■ **Bloque de texto**:
________
En estos tiempos, el renacimiento económico de Rusia, bajo la dirección de Vladimir Putin, da la oportunidad a esta nación de recuperar su economía interna, invirtiendo en la modernización de sus equipos militares y modernas tecnologías, y ha podido recuperar su autoridad en Occidente.
Rusia, EEUU y China establecen una trilogía dominante gracias a la solidez de sus economías, como importantes potencias mundiales tras mejorar sus arsenales de armamento bélico, con tecnologías que atemorizan el mundo.
La lucha por la supremacía política y militar los lleva a establecer una guerra comercial estratégica a fin de debilitar las plataformas de poder económico que soportan la estructura de poder de cada uno de ellos.
Ante el indiscutible desarrollo del gigante asiático, EEUU recrudece su política contra el régimen de Beijing, dando lugar a una guerra comercial entre ambas naciones, poseedoras de las economías más grandes del mundo.
________
■ **Conjunto de datos**:
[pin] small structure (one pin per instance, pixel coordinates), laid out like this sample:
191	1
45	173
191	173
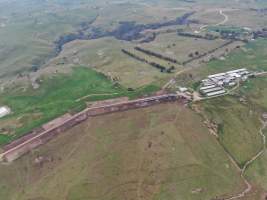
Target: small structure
220	92
211	90
216	84
4	111
264	116
183	89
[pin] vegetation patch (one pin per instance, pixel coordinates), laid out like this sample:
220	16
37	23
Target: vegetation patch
238	126
58	95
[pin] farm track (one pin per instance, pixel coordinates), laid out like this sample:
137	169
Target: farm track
248	163
226	19
21	147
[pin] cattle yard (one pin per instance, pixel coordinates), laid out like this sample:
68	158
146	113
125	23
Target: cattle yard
30	141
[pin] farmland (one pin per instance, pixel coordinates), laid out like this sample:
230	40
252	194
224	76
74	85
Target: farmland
________
■ **Explorar el material**:
1: Responde según el texto sobre las potencias mundiales:
(a) ¿Bajo la dirección de quién se da el renacimiento económico de Rusia?
(b) ¿Qué tres países establecen una trilogía dominante?
(c) ¿Contra qué régimen recrudece EEUU su política?
2: Cambia "trilogía" por "tríada" y copia el fragmento del texto sobre las potencias mundiales que empieza con "Rusia, EEUU y" y sigue hasta "uno de ellos.".
El listado no tiene relación con el texto.

■ **Respuestas del ejercicio**:
1:
(a) Bajo la dirección de Vladimir Putin.
(b) Rusia, EEUU y China.
(c) Contra el régimen de Beijing.

2:
Rusia, EEUU y China establecen una tríada dominante gracias a la solidez de sus economías, como importantes potencias mundiales tras mejorar sus arsenales de armamento bélico, con tecnologías que atemorizan el mundo.
La lucha por la supremacía política y militar los lleva a establecer una guerra comercial estratégica a fin de debilitar las plataformas de poder económico que soportan la estructura de poder de cada uno de ellos.